[Region annotation items]
----------
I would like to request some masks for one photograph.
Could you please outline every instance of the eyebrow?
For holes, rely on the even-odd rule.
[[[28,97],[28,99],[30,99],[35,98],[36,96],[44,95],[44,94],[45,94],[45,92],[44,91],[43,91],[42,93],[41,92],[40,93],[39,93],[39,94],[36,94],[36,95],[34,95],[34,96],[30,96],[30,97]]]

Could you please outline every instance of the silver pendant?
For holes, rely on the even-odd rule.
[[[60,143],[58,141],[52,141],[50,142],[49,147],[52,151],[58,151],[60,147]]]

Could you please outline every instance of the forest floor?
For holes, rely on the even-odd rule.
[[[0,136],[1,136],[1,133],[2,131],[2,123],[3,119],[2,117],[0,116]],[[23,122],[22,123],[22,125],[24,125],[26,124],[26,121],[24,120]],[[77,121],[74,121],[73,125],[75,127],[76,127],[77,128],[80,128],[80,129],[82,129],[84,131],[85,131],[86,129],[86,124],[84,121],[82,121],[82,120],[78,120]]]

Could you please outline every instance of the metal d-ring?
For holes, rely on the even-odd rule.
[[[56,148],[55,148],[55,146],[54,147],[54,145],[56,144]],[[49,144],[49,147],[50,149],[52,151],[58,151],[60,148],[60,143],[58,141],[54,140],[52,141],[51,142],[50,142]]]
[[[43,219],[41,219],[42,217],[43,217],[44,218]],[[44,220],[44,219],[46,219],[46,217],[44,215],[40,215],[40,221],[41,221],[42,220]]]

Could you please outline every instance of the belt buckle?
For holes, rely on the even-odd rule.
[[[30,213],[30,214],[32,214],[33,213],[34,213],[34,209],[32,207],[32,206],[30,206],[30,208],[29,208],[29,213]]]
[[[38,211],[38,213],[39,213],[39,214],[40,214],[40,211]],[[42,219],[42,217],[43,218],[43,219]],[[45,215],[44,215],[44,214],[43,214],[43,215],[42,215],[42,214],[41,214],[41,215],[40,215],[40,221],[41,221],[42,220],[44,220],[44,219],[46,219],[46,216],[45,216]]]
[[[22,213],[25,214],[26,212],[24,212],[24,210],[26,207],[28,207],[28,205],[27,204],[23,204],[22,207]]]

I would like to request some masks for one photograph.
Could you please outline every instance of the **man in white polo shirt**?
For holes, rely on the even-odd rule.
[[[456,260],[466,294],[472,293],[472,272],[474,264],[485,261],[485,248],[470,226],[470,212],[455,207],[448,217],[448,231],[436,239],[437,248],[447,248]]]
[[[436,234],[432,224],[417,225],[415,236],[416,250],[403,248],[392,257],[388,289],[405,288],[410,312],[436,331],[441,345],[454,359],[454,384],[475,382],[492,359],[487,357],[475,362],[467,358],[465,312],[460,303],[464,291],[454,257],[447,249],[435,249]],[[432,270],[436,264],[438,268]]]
----------
Your goal:
Only those lines running from the one containing "Could you please outline every instance of the belt" through the last line of the data above are to be copied, exactly, with both ends included.

Task output:
Could you please outline every instance of the belt buckle?
For holes, rely on the even-odd rule.
[[[30,213],[30,214],[32,214],[33,213],[34,213],[34,209],[32,207],[32,206],[30,206],[30,208],[29,208],[29,213]]]
[[[38,211],[38,213],[39,213],[39,214],[40,214],[40,211]],[[42,219],[42,217],[43,218],[43,219]],[[45,215],[44,215],[44,214],[43,214],[43,215],[42,215],[42,214],[41,214],[41,215],[40,215],[40,221],[41,221],[42,220],[44,220],[44,219],[46,219],[46,216],[45,216]]]
[[[22,213],[25,214],[26,212],[24,212],[24,210],[26,207],[28,207],[28,205],[27,204],[23,204],[22,207]]]

I would like to request some masks for one photograph.
Could you please outline every instance of the **man in white polo shirt**?
For holes, rely on the even-odd rule.
[[[456,260],[466,294],[472,293],[472,272],[474,264],[485,261],[485,248],[470,226],[470,212],[455,207],[448,217],[448,231],[436,239],[437,248],[447,248]]]
[[[436,234],[432,224],[417,225],[415,236],[416,250],[403,248],[392,257],[388,289],[405,288],[410,312],[436,331],[441,345],[454,359],[454,384],[475,382],[492,359],[487,357],[475,362],[467,358],[465,312],[460,303],[464,291],[454,257],[447,249],[435,249]],[[432,270],[436,264],[438,268]]]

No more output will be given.